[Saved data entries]

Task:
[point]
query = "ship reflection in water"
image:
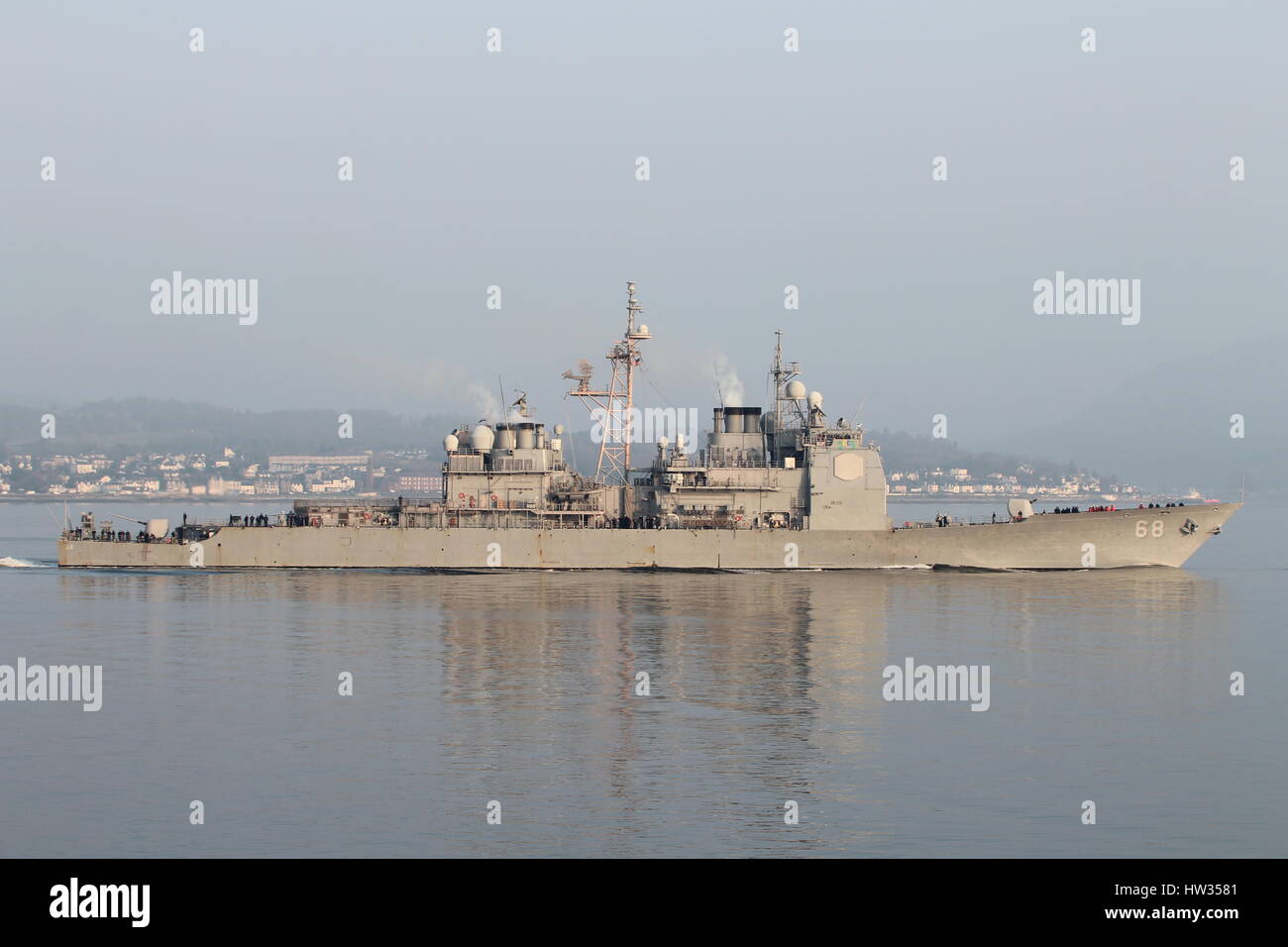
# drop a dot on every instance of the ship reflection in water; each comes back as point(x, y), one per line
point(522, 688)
==
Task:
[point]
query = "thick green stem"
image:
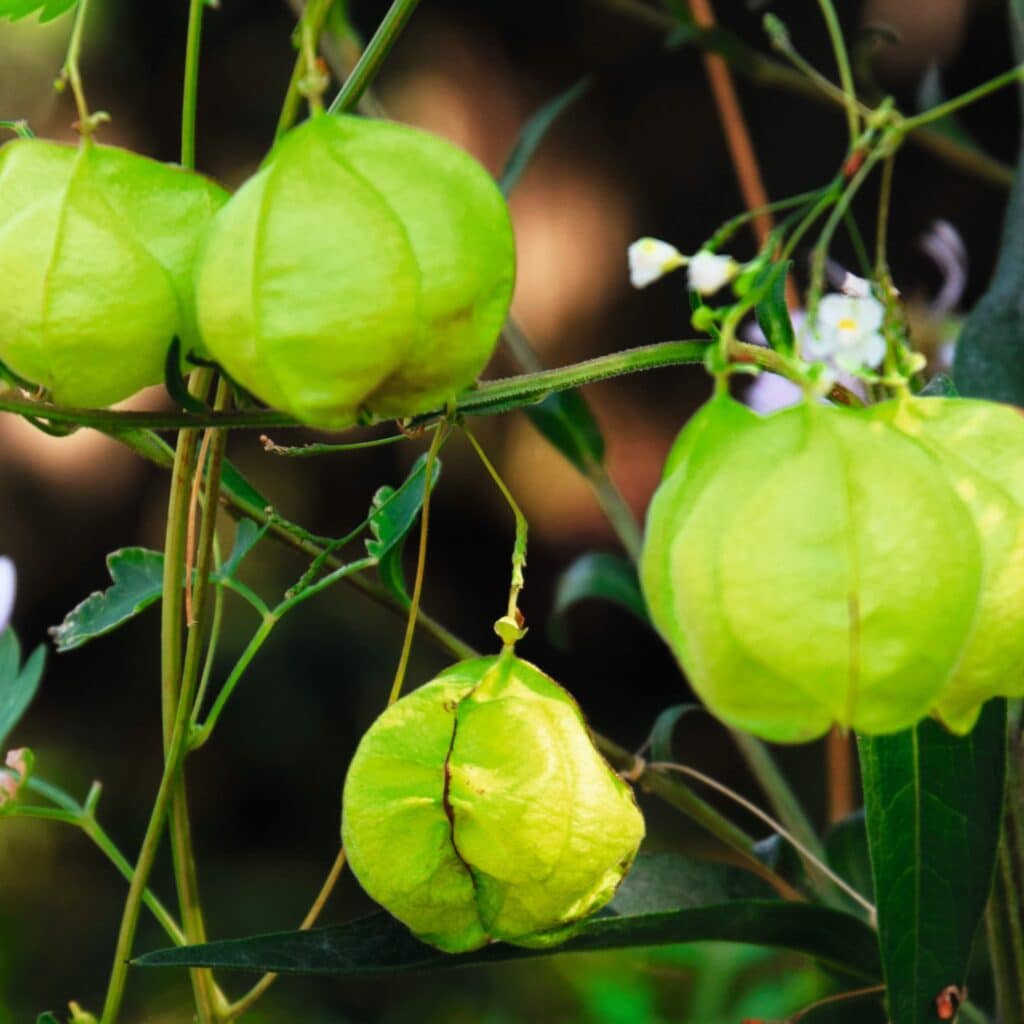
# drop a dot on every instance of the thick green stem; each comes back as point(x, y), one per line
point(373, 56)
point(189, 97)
* * *
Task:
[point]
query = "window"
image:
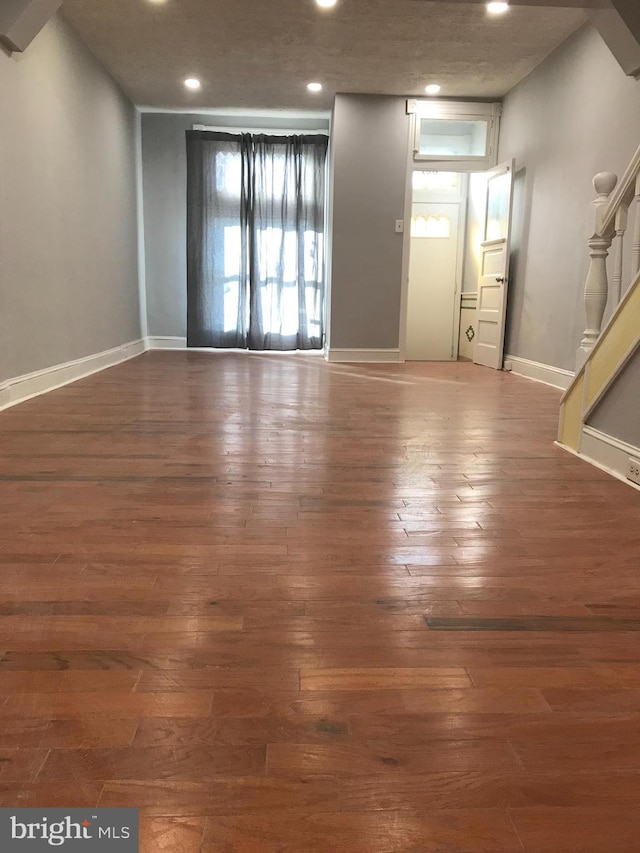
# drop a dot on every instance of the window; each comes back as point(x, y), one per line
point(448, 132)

* Task objective
In the entries above, how many lines contain the word "query"? Answer with the number only.

* Reply to the task
3